(Items listed in a dataset)
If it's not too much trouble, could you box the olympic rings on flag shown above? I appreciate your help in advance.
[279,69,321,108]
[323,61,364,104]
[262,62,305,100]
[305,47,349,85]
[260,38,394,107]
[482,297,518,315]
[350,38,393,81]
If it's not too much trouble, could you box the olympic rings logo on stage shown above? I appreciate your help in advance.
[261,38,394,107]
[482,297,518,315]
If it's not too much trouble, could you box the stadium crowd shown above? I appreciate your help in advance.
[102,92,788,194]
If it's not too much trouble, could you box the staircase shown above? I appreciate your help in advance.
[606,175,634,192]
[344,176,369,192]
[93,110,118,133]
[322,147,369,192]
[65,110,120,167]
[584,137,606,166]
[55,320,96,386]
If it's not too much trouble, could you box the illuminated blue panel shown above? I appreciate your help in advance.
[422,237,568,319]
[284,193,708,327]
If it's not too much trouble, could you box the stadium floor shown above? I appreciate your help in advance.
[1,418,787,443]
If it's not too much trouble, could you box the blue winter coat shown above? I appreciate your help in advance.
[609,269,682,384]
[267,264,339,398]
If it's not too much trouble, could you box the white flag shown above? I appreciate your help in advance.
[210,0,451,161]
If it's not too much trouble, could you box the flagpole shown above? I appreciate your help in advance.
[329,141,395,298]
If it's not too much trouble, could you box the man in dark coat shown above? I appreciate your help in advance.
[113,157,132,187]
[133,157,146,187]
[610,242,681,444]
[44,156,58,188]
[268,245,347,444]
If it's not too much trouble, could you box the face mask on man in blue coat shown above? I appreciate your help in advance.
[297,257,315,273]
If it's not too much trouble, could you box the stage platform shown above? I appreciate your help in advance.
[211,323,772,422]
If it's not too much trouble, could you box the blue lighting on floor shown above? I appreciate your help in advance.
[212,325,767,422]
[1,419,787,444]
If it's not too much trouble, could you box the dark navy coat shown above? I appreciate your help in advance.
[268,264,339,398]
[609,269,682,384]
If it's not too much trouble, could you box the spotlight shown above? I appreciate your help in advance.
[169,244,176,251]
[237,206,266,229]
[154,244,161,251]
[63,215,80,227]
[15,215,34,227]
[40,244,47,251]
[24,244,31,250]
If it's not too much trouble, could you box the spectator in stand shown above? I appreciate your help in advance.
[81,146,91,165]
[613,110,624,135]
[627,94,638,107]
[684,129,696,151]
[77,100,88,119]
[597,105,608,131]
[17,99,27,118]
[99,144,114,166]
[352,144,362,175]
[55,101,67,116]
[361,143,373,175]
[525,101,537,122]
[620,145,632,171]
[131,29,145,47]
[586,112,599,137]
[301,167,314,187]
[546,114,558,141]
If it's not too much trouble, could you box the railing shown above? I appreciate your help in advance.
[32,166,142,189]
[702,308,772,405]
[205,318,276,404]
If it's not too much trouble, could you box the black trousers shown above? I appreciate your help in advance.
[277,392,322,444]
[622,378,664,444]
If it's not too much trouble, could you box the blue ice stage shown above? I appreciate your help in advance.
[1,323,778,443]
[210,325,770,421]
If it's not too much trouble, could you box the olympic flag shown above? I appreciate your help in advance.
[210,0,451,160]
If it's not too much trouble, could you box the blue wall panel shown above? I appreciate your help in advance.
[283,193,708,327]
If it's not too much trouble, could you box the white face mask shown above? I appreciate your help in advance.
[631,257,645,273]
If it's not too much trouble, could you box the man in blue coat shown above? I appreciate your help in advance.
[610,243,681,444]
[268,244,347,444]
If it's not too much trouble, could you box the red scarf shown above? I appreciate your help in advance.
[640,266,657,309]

## Work task
Would you repeat, exactly and with nothing added, every line from the line containing "the man in blue" through the last line of the records above?

## Response
If it's not too much trouble, could you box the man in blue coat shown above? I appreciate your help in advance.
[610,243,681,444]
[268,244,347,444]
If it's not too much trouble, could you box the red scarf shown above? I appreciate your help in advance.
[640,266,657,309]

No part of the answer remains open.